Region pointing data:
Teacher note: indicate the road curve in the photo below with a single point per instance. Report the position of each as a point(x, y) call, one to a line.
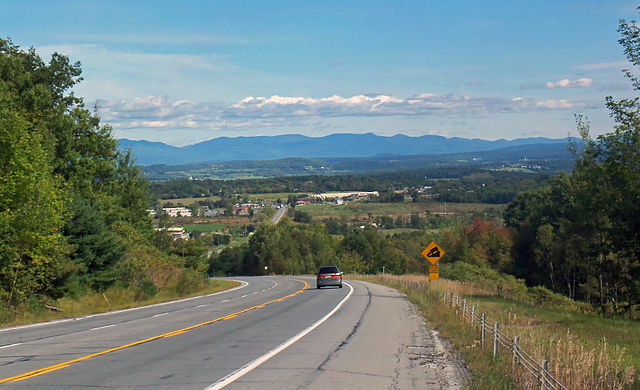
point(273, 333)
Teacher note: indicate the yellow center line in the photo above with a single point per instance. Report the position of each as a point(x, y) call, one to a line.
point(59, 366)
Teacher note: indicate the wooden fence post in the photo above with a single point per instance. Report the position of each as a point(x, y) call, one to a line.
point(483, 323)
point(514, 360)
point(543, 374)
point(464, 310)
point(473, 314)
point(496, 332)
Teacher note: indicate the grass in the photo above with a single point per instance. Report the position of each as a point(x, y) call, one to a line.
point(584, 350)
point(187, 201)
point(112, 299)
point(204, 227)
point(362, 210)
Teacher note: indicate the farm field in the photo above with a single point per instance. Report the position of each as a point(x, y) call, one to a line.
point(358, 210)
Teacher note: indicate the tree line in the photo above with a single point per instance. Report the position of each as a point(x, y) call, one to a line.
point(580, 235)
point(448, 184)
point(72, 207)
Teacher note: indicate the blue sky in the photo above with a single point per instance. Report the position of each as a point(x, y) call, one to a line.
point(182, 72)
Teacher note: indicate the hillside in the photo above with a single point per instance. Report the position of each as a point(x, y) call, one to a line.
point(331, 146)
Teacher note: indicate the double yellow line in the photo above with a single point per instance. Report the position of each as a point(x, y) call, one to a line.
point(59, 366)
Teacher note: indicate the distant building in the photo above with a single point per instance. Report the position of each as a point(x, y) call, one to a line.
point(177, 211)
point(207, 212)
point(305, 201)
point(176, 232)
point(341, 195)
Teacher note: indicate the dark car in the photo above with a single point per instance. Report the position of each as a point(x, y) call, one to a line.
point(329, 276)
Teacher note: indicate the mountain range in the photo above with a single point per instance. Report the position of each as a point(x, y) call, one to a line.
point(295, 145)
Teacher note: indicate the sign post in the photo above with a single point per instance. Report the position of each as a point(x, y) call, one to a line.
point(433, 253)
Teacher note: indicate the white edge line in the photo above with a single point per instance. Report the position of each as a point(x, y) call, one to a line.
point(103, 327)
point(239, 373)
point(10, 345)
point(242, 285)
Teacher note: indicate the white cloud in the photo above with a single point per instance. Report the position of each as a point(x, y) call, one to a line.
point(616, 65)
point(562, 104)
point(158, 112)
point(566, 83)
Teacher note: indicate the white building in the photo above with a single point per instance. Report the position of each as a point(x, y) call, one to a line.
point(177, 211)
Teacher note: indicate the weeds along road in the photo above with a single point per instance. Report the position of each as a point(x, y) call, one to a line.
point(270, 333)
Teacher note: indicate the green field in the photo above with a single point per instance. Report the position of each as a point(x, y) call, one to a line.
point(204, 227)
point(187, 201)
point(358, 210)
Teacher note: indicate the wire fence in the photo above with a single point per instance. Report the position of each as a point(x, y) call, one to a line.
point(526, 370)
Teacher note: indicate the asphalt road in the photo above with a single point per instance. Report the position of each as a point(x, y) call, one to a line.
point(271, 333)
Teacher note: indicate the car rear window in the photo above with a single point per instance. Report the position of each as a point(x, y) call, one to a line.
point(329, 270)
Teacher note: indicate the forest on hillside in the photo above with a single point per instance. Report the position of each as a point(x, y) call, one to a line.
point(72, 207)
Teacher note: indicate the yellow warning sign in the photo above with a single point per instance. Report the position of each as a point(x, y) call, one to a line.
point(433, 252)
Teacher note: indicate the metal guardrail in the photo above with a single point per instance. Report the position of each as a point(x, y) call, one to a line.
point(538, 371)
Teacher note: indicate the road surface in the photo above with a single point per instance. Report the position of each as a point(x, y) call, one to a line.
point(271, 333)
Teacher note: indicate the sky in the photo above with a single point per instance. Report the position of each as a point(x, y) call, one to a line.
point(181, 72)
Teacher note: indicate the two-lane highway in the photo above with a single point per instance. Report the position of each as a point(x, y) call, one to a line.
point(272, 333)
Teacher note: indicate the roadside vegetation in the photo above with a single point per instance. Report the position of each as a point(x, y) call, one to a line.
point(75, 235)
point(585, 351)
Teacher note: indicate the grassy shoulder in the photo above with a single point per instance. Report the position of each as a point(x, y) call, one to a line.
point(111, 299)
point(584, 350)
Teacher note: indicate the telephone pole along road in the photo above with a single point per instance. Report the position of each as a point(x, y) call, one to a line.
point(273, 333)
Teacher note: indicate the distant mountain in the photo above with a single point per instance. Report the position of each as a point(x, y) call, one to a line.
point(331, 146)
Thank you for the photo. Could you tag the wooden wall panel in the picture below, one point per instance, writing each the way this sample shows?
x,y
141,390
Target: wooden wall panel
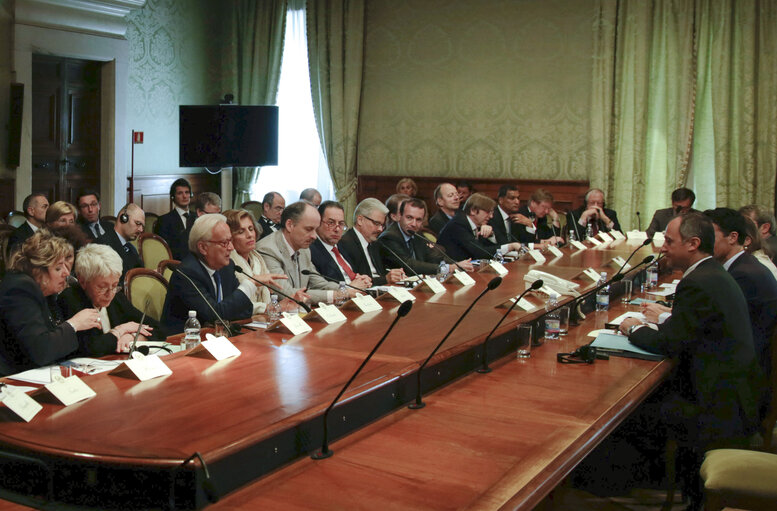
x,y
566,194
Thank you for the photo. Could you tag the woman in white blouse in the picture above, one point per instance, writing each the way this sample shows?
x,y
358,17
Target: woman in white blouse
x,y
245,232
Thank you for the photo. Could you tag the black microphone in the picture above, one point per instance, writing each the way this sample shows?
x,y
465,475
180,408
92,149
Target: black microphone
x,y
227,326
534,286
402,261
133,346
644,244
274,289
325,452
438,248
493,284
330,279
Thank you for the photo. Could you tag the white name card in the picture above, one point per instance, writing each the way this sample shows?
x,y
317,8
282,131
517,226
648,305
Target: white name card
x,y
20,403
463,278
329,313
537,255
595,242
69,390
605,237
555,251
591,274
217,347
365,303
143,367
399,294
433,284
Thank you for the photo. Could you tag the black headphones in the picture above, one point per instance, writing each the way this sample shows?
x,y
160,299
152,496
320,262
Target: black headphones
x,y
585,354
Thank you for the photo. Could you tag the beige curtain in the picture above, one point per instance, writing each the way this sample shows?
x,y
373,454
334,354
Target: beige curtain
x,y
335,53
257,29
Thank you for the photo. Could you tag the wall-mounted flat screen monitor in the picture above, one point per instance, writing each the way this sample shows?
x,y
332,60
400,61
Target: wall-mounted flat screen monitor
x,y
228,136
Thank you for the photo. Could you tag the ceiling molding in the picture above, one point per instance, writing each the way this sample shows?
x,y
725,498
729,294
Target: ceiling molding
x,y
99,17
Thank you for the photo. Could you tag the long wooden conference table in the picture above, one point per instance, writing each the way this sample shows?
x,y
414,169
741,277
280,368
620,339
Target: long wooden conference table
x,y
236,434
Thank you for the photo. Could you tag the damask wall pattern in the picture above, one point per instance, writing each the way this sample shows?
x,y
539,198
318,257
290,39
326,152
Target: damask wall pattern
x,y
175,48
477,87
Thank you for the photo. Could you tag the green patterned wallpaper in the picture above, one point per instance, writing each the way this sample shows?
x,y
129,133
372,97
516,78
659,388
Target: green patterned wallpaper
x,y
477,87
174,60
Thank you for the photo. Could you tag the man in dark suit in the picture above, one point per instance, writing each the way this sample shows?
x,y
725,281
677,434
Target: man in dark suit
x,y
273,205
35,206
592,213
538,221
712,398
505,214
468,235
324,252
682,202
175,225
447,199
755,280
401,237
88,202
97,269
129,225
209,267
360,248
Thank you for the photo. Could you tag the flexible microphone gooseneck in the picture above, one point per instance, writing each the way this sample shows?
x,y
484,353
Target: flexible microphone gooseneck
x,y
227,326
396,256
330,279
274,289
534,286
492,284
437,247
325,452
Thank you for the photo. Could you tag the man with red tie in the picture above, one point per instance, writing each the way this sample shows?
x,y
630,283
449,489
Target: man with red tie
x,y
324,252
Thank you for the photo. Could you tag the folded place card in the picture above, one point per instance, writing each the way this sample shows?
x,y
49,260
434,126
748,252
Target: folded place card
x,y
217,347
143,367
537,255
20,403
69,390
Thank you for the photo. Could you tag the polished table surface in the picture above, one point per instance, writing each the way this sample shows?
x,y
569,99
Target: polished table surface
x,y
282,384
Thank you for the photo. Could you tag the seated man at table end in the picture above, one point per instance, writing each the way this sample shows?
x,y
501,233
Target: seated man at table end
x,y
213,273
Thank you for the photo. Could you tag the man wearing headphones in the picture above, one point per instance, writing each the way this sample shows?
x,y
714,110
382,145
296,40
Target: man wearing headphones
x,y
592,213
174,226
130,223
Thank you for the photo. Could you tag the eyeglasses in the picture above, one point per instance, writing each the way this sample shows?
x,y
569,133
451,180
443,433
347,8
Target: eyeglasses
x,y
332,224
224,243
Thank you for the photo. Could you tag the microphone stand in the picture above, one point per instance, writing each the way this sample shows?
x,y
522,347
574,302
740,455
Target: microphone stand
x,y
484,368
493,284
274,289
226,325
325,452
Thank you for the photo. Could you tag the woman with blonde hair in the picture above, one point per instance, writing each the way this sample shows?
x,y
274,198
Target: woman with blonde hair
x,y
30,333
245,232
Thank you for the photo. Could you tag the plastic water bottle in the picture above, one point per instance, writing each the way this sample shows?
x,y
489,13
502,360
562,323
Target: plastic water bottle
x,y
603,295
191,330
442,271
273,309
552,319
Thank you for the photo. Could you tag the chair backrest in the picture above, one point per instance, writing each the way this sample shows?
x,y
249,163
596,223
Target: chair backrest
x,y
15,218
141,284
165,268
153,249
255,207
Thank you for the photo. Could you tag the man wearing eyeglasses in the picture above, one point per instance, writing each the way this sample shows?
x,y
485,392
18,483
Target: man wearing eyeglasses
x,y
359,246
130,223
324,252
208,265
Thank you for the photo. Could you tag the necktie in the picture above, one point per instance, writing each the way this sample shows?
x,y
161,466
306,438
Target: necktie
x,y
343,263
217,278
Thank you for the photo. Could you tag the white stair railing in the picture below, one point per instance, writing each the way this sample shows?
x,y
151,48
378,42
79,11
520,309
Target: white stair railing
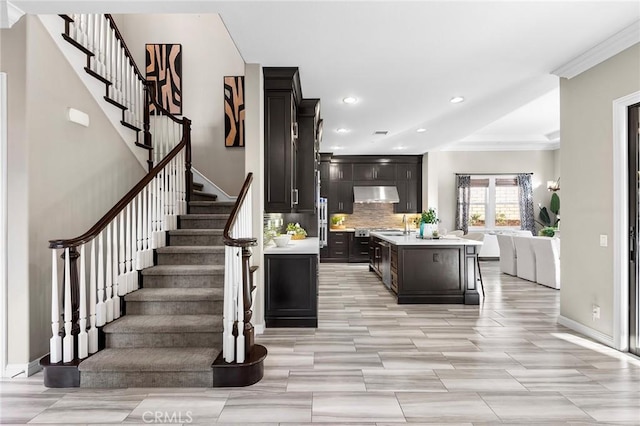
x,y
237,282
119,246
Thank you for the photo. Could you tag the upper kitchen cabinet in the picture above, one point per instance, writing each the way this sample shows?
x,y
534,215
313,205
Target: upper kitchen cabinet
x,y
309,133
409,184
375,172
282,95
341,171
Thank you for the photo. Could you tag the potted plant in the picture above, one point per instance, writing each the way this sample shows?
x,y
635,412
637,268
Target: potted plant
x,y
429,223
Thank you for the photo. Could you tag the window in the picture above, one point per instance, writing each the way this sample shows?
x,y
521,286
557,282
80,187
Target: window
x,y
494,202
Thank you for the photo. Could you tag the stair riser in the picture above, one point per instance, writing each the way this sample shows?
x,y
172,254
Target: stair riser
x,y
210,209
164,340
195,240
150,379
175,308
190,258
203,197
186,223
183,281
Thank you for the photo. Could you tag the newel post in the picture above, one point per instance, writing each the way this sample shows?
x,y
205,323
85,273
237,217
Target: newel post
x,y
186,135
75,295
247,297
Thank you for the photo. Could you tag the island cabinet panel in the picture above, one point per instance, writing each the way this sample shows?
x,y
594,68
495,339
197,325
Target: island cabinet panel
x,y
431,275
291,290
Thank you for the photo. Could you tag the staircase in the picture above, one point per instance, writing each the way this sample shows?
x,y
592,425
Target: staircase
x,y
172,331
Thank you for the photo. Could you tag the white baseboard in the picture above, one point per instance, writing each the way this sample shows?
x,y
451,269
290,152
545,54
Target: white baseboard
x,y
596,335
22,370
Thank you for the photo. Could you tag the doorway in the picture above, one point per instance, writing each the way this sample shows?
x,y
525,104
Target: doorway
x,y
633,146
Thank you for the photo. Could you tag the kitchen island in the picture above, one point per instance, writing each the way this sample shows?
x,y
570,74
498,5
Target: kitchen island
x,y
426,270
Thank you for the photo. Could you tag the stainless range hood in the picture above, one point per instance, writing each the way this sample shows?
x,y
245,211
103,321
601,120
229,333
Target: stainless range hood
x,y
375,194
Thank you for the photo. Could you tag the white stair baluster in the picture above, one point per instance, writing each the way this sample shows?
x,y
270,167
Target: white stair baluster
x,y
115,265
101,308
67,341
55,343
108,277
93,331
122,258
128,255
83,337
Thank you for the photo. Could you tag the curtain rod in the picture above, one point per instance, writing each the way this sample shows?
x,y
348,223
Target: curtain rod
x,y
492,174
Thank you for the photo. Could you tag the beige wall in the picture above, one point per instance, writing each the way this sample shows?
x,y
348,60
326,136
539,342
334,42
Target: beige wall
x,y
587,185
62,177
208,54
444,165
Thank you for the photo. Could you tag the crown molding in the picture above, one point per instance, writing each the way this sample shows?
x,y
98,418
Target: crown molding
x,y
9,14
600,52
502,146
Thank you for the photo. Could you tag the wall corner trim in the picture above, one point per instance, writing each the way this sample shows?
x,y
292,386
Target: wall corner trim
x,y
587,331
9,14
600,52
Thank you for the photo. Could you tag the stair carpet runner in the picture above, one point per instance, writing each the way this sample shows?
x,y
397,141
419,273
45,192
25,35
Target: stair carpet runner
x,y
172,330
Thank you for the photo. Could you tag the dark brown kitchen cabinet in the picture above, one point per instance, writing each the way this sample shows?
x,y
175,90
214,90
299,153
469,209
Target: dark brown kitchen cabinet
x,y
409,184
306,161
375,172
291,290
341,172
282,95
341,197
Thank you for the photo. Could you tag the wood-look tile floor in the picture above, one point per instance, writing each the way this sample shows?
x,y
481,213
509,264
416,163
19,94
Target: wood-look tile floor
x,y
373,362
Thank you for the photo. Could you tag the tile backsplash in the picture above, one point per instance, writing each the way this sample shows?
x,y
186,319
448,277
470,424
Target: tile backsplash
x,y
375,215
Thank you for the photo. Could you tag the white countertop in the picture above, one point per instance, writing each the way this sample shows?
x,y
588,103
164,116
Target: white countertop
x,y
310,245
412,240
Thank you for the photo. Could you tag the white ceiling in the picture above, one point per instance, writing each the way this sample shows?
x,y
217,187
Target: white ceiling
x,y
404,60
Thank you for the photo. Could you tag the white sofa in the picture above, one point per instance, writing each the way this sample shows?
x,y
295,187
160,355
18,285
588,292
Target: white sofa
x,y
525,258
547,255
507,254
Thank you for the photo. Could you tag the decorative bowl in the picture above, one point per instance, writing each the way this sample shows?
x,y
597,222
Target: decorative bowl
x,y
282,240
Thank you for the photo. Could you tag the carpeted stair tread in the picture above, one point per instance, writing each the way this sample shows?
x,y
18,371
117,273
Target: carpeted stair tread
x,y
205,216
165,324
196,232
202,203
190,249
184,270
175,295
150,359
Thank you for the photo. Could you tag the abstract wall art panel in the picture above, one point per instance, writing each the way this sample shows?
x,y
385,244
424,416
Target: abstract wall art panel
x,y
234,111
164,69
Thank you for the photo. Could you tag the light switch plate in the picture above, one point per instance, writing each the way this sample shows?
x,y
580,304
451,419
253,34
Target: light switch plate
x,y
603,241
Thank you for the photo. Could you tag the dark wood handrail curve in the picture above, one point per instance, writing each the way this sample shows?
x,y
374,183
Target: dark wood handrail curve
x,y
238,242
131,195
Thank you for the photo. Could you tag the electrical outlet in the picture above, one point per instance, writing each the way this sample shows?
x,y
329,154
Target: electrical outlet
x,y
603,241
596,312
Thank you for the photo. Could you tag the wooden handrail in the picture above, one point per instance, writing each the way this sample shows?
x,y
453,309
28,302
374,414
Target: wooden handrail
x,y
124,45
130,196
238,242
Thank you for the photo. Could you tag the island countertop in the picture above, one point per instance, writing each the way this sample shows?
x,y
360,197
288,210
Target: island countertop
x,y
310,245
413,240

Task objective
The expected answer is an exact copy of the lines beginning at the one with "Thank you for the photo. Could you tag the dark wood" and running to the end of the entries above.

Response to the exercise
Thank you for the photo. Could you tag the dark wood handrail curve in the picture above, one point per instance, writing each the way this sample shows?
x,y
374,183
Target: dark wood handrail curve
x,y
238,242
131,195
Thank you for the photo. Could you tag the electrical outlet in the picture above, one point per instance, writing each the way this sample shows?
x,y
329,154
Target: electrical outlet
x,y
603,241
596,312
Thank you for the photo. Could you tag the wooden handrail in the picture above, one point per instance, writing each the way this sample shows?
x,y
453,309
28,302
374,414
Target: wooden handrail
x,y
124,45
130,196
238,242
Thank you for the photo. Could you tag the island countertop in the picture above, one point per instance, writing each the way this sample shows?
x,y
360,197
288,210
Target: island countertop
x,y
310,245
413,240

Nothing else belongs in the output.